## INSTRUCTIONS TO FOLLOW
Could you reproduce, word for word, the stretch of the data below that opens with the line containing "Please drop a marker on every instance of the green" and closes with the line containing "<point>58,57</point>", both included, and nothing else?

* * * * * * *

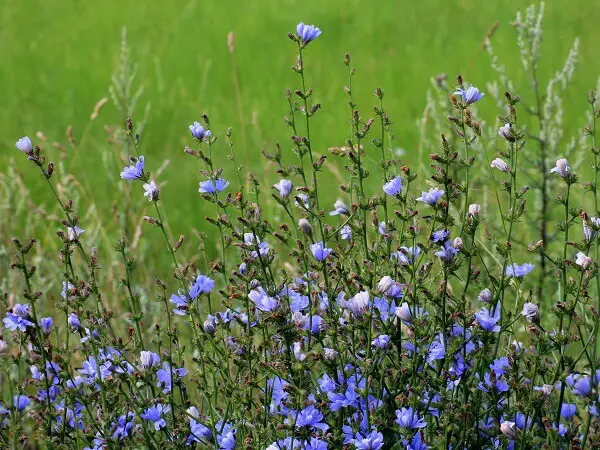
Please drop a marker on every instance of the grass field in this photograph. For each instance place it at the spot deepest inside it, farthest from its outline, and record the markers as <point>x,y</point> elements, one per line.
<point>58,58</point>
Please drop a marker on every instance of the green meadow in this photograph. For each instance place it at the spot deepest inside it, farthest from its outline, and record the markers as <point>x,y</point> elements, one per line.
<point>58,57</point>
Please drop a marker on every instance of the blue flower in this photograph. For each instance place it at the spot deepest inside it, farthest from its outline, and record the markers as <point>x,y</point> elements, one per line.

* * * * * * *

## OUTPUT FOR THIS TASK
Please drop a marker on every instance of the green meadow in this photograph. For each instance place it at the spot deepest inside it, farthest from its outline, and record the markers as <point>x,y</point> elements, one per line.
<point>58,57</point>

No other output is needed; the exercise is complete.